» Your task
Retype every line of the material below without any changes, leaving out the picture.

[start of Given records]

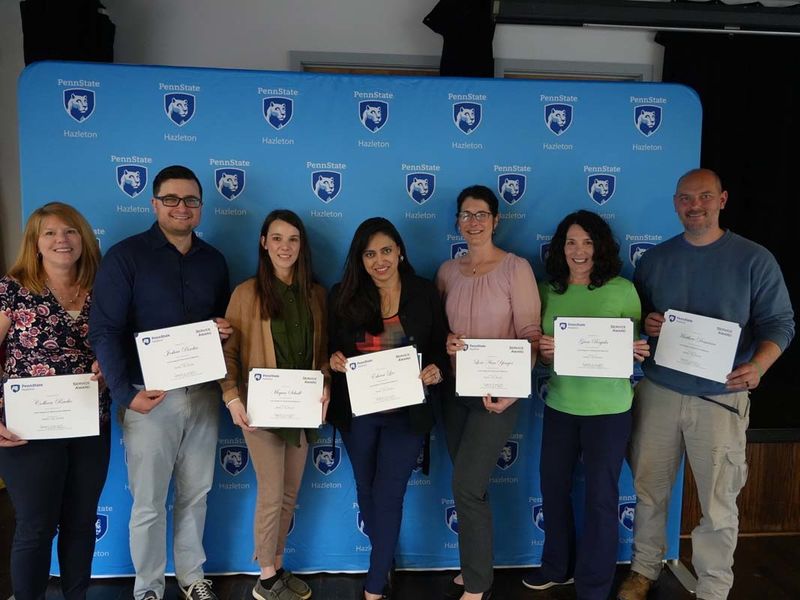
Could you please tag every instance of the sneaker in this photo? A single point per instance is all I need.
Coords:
(535, 580)
(278, 591)
(298, 586)
(635, 587)
(199, 590)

[end of Given records]

» Finished exercise
Could you please tag every instance of the sneaker in this photo? A single point per instance is all I need.
Coords:
(535, 580)
(278, 591)
(298, 586)
(635, 587)
(199, 590)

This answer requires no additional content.